[START]

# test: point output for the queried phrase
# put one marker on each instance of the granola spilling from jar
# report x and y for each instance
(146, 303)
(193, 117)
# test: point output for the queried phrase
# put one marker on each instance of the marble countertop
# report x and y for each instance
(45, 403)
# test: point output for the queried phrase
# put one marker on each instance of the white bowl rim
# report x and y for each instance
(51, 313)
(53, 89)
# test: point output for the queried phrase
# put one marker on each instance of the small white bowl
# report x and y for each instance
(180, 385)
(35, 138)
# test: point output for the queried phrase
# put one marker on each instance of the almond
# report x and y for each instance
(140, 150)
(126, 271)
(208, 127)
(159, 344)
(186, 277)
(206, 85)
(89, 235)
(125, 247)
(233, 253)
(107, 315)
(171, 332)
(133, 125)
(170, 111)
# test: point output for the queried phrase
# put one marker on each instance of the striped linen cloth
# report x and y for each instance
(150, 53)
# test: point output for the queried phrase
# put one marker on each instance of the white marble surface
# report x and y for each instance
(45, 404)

[END]

[WHAT THE EXERCISE ASKS] Rewrite all of the entries above, changing each occurrence of "put one marker" to "place a single point" and leaving every other word unchanged.

[COMPLETED TASK]
# test: point output for the queried phrase
# place a single point on each instance of the granola spilling from jar
# report x and y for each instance
(146, 303)
(193, 117)
# test: point output for the queried phrase
# place a single point on each instance of the marble countertop
# report x and y for each instance
(45, 403)
# test: point output for the queried phrase
# place a single point on each instance of the white bowl rim
# report x and y for each instance
(51, 313)
(53, 89)
# test: point output for the queried phrase
# place a single point on each instance of the small white bowl
# report x and y for each instance
(180, 385)
(35, 138)
# test: point output for the queried phrase
# place a single point on each instance of the almond
# report x and y for each instance
(140, 150)
(126, 271)
(208, 127)
(159, 344)
(186, 277)
(206, 85)
(89, 235)
(125, 247)
(233, 253)
(107, 315)
(171, 332)
(133, 125)
(170, 111)
# test: point output for the queried phrase
# place a single point on each instance of the striped linen cloth
# report x and y for each instance
(150, 53)
# test: point output for the queried phrase
# place a single point on each instance of the white marble surface
# report x and y for each instance
(45, 404)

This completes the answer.